Texte à lire
******

Les enfants, les adultes et la science

Mosaïques : CogitationsScience

vendredi 1 mai 2015

A la question « que fais-tu dans la vie ? », je réponds : « Je suis animateur scientifique ». Un silence s’ensuit généralement. En gros, mon boulot est de faire découvrir la science aux enfants (et aux adultes qui les accompagnent). Plus précisément, de les initier à la démarche expérimentale. De nombreux débats sur la fameuse démarche scientifique ont déjà eu lieu mais elle peut être résumée en trois étapes : l’observation, l’élaboration d’hypothèses et le test des hypothèses.

Observer nécessite d’utiliser les cinq sens, quoique l’odorat et le goût peuvent être risqués face à des produits toxiques. L’hypothèse est la formulation d’une idée dont nous ne sommes pas sûr si elle est vraie ou pas. D’où la nécessité de tester cette idée en varier un ou plusieurs paramètres. Dans l’idéal, la démarche expérimentale passe par ces trois étapes qui se répètent sous forme de cycle. C’est ce que j’apprends aux enfants via une petite introduction.

Schéma linéaire de la démarche expérimentale

Cependant, cette démarche révèle bien d’un idéal que les enfants ont du mal à appliquer et les scientifiques aussi, y compris moi. Notre esprit est plutôt doué pour partir dans tous les sens et sauter d’une idée à l’autre via des chemins de traverse. Les trois éléments de la démarche expérimentale sont en fait difficiles à déparer. Ils fonctionnent plutôt comme un système avec des interactions multiples et des feed-backs.

Schéma multiple de la démarche expérimentale
[Source image]

C’est ce que je constate en faisant les expériences avec les enfants et ce n’est pas grave. L’essentiel est d’avoir bien les trois étapes en tête et de savoir y revenir au bon moment en posant des questions à l’enfant. Plus simple à dire qu’à faire mais c’est ce qui fait son grain de sel. Le principe, dans tous les cas, est de laisser l’enfant expérimenter au maximum, quitte à être maladroit et à faire des erreurs. C’est le meilleur moyen de progresser, à condition qu’il ait conscience de s’être trompé à un moment donné, de revenir dessus et de repartir vers des nouvelles directions.

Or, cette démarche est malheureusement peu diffusée en France et cela se ressent parmi les adultes qui accompagnent les enfants, qu’ils soient parents, enseignants ou animateurs de centre de loisir. Les adultes « savent » et « expliquent » aux enfants ce qu’il faut faire. Ils « imposent » leurs idées et « attendent » des réponses précises. Aucune liberté d’expérimenter et de prospecter vers des chemins de traverses, fussent-ils des impasses. Du coup, mon boulot est de gérer aussi les adultes pour qu’ils laissent plus de liberté aux enfants et qu’ils sachent participer avec eux sans s’imposer. Plus facile à dire qu’à faire encore une fois : question d’ego. C’est pourquoi je précise de temps en temps : « nous cherchons à comprendre, pas à savoir qui a raison ».

******

[Objets stockés d'une collection]
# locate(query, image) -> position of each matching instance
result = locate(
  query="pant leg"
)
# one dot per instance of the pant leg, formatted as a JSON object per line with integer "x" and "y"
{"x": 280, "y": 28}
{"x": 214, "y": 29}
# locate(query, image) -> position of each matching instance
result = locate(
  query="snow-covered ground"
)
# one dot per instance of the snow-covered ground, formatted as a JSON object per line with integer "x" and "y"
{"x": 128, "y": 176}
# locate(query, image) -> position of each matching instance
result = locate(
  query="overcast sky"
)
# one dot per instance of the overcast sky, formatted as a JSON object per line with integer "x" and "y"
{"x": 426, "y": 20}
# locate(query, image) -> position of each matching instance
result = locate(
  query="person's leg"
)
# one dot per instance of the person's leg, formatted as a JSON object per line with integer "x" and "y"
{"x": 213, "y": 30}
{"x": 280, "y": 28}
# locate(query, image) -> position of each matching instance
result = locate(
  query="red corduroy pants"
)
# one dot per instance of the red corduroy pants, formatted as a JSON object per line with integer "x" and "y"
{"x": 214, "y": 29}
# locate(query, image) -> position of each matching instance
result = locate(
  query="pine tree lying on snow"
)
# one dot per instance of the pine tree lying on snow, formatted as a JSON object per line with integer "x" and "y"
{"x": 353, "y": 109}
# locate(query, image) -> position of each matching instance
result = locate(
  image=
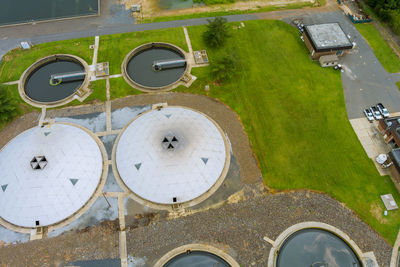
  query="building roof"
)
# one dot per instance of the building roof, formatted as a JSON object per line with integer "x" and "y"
{"x": 47, "y": 174}
{"x": 171, "y": 153}
{"x": 327, "y": 37}
{"x": 395, "y": 157}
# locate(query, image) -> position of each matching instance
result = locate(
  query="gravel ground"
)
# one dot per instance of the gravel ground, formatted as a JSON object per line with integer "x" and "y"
{"x": 236, "y": 228}
{"x": 239, "y": 228}
{"x": 18, "y": 126}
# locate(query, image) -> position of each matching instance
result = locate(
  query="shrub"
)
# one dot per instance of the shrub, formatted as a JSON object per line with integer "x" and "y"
{"x": 225, "y": 68}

******

Consignes de l'exercice
1. D'après le texte sur les enfants, les adultes et la science, en quelles trois étapes la démarche expérimentale peut-elle être résumée ?
2. Poursuivez le texte sur les enfants, les adultes et la science à partir de l'endroit où il s'arrête.
Ce matériel provient d'une autre source.

Réponses de l'exercice
1. L'observation, l'élaboration d'hypothèses et le test des hypothèses.

2.
Heureusement qu’il existe de nombreux adultes ouverts qui sont prêts et partant à intégrer cette démarche expérimentale et le revers de la médaille est de tellement participer que l’enfant ne peut plus rien faire. Tout est question d’équilibre et les habitudes ont la vie dure, y compris dans certaines de mes animations où je me rends compte que je suis trop insistant. Parce que je veux qu’ils aillent plus vite, parce que j’ai envie de partager ce que je sais ou je ne sais quoi encore.

Pour finir, j’ai constaté souvent une tendance aussi bien présente chez les enfants que les adultes : la peur de se tromper. Et de là, la crainte d’une sanction, d’un jugement négatif ou d’une moquerie. Cette peur paralyse et ôte toute action. Mon boulot consiste alors à désamorcer leur crainte, à leur montrer que tromper est possible et même souhaitable, que moi même je ne sais pas tout. Que parfois (et même souvent), nous trouvons un truc qui marche. C’est bancal, pas toujours efficace mais ça marche. Où est l’erreur dans ce cas là ?

Alors oui, être animateur scientifique n’est pas de tout repos. Il faut allier connaissances scientifiques, pédagogie et un brin de psychologie. Si la science ne me fait pas peur, bien au contraire, ce sont les humains qui me déstabilisent parfois. Leurs réactions positives ou négatives, la gestion des groupes faciles ou difficiles, les contraintes du cadre (scolaire, familial…), etc. C’est de ce coté que j’ai encore beaucoup à apprendre et c’est ce qui est malheureusement très peu abordé en science alors qu’ils sont la base de toute forme de partage du savoir scientifique. C’est un vrai challenge qui m’enrichit tout autant que j’espère transmettre un brin de démarche expérimentale aux enfants (et aux adultes !).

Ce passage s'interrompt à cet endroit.